Content starts
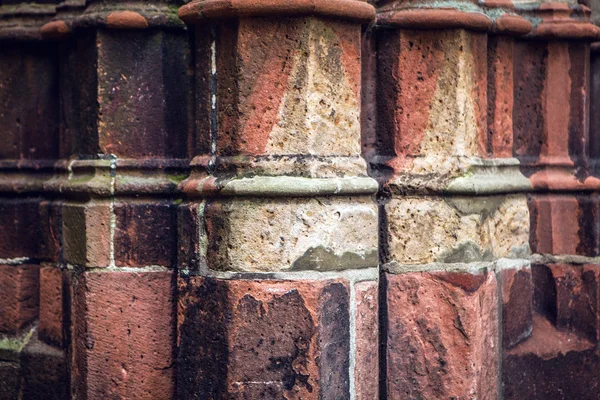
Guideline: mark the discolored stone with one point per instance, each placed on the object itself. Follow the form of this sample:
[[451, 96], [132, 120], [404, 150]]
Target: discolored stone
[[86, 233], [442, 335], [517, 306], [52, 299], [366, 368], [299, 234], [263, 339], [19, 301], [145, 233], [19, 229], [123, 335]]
Content ends
Content starts
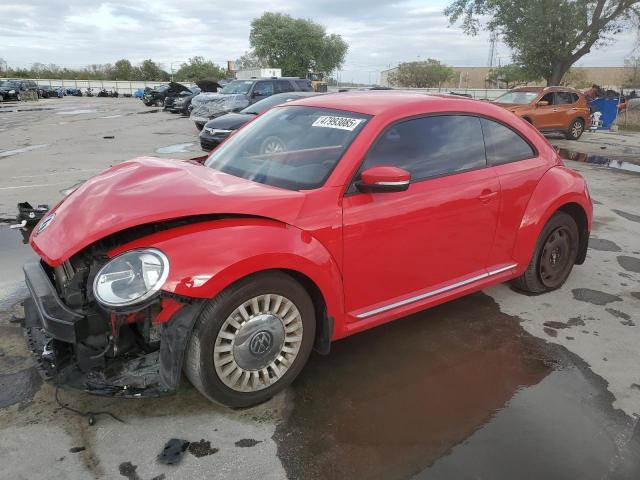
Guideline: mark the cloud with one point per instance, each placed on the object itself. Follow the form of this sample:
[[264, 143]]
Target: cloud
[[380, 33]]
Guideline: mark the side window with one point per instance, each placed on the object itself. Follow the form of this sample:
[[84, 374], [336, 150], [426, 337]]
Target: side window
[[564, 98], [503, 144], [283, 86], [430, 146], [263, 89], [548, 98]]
Content ends
ACTION ITEM — Among the lines above, return those that hold the word "each".

EXERCISE RESULT —
Guideline: mark the discolored stone with one point per instance, each placed on the object itself. Follow the form of this sample:
Guideline: mark the cloud with one point per instance, each placed on the object itself. Follow the form of this sample:
Guideline: mark the side window with one point per instance, each placed on the object itself. Follow the form of this sample:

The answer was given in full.